## Prompt
Hand back every line from the beginning of the data below through the line containing "large sunflower? Indicate one point per instance.", word for word and free of pictures.
*** Opening of Data for review ***
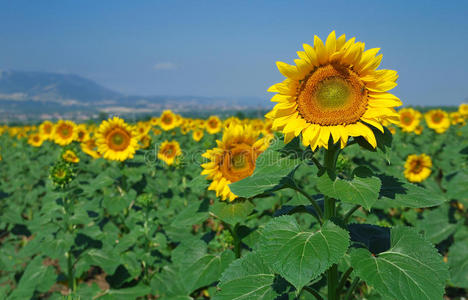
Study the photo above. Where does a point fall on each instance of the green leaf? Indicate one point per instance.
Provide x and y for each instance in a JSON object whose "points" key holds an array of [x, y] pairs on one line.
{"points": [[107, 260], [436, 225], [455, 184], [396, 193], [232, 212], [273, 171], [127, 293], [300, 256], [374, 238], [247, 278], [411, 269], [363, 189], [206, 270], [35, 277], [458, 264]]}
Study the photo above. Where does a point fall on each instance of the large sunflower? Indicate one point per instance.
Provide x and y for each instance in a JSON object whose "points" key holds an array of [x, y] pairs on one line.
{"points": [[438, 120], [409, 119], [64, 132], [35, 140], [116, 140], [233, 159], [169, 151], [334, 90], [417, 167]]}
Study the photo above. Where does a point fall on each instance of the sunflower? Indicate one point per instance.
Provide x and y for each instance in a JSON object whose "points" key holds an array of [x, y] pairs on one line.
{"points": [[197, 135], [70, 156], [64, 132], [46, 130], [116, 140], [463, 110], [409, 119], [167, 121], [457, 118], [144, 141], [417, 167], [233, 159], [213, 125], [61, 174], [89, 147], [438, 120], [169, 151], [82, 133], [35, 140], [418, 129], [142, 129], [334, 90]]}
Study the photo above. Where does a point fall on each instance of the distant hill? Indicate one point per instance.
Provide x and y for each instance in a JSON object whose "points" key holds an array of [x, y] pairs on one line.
*** Close of Data for review ***
## Answer area
Study the photo above. Where does a point fall on each instance of the green leaf? Indicate one point per instance.
Provide x and y for each instance in a JSON object whose "points" key holds an array of [x, y] pairs on one line.
{"points": [[107, 260], [436, 225], [455, 184], [396, 193], [232, 212], [273, 171], [127, 293], [300, 256], [374, 238], [247, 278], [411, 269], [363, 189], [206, 270], [35, 277], [458, 264]]}
Study the photo above. Where does a point fall on each instance of the large sunflower? Indicate one point per instance.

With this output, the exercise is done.